Work to be completed: Copy out, word for word, the stretch of the entries below that runs from the line containing "Target: sculpted standing figure" through the last line of the entries.

— start Material shown —

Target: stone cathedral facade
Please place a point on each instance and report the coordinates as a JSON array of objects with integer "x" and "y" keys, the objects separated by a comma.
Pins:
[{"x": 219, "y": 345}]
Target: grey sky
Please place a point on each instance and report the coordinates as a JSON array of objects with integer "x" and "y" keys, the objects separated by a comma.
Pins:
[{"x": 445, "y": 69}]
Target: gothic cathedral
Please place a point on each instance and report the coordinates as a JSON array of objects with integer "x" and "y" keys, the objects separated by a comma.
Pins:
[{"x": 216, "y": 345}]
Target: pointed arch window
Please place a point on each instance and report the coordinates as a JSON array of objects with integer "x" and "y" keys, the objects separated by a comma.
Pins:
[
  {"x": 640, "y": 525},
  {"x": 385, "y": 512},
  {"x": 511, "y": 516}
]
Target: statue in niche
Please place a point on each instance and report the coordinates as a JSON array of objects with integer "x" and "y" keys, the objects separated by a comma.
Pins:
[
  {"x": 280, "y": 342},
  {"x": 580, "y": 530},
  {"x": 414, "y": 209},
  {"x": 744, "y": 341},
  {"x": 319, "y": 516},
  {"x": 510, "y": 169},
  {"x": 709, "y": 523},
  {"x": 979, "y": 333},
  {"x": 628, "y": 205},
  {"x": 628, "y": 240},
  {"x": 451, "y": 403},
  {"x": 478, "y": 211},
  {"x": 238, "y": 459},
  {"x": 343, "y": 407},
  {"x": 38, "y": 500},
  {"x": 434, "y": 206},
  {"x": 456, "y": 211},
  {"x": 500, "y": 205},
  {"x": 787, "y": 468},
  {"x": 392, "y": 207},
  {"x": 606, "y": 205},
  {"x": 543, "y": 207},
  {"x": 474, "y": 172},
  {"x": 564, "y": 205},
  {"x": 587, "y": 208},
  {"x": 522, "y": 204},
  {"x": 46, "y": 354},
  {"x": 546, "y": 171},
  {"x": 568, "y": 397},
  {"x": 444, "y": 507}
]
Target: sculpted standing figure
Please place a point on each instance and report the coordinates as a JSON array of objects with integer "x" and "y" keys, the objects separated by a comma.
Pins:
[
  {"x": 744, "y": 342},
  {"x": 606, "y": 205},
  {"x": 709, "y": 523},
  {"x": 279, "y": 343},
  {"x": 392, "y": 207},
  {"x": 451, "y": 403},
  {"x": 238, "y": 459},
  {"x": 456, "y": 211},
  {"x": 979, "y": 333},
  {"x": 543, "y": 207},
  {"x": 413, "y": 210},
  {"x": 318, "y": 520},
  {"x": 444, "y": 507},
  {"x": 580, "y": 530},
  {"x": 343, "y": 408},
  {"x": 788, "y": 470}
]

— end Material shown —

The result:
Target: sculpted standing figure
Please place a point on each instance and report the coordinates as a JSON array of objects with integer "x" and "y" keys, the objects separated by a comma.
Pins:
[
  {"x": 744, "y": 342},
  {"x": 606, "y": 205},
  {"x": 709, "y": 523},
  {"x": 279, "y": 343},
  {"x": 392, "y": 207},
  {"x": 451, "y": 403},
  {"x": 238, "y": 459},
  {"x": 456, "y": 211},
  {"x": 979, "y": 333},
  {"x": 543, "y": 207},
  {"x": 413, "y": 210},
  {"x": 318, "y": 520},
  {"x": 444, "y": 507},
  {"x": 580, "y": 530},
  {"x": 343, "y": 408},
  {"x": 788, "y": 470}
]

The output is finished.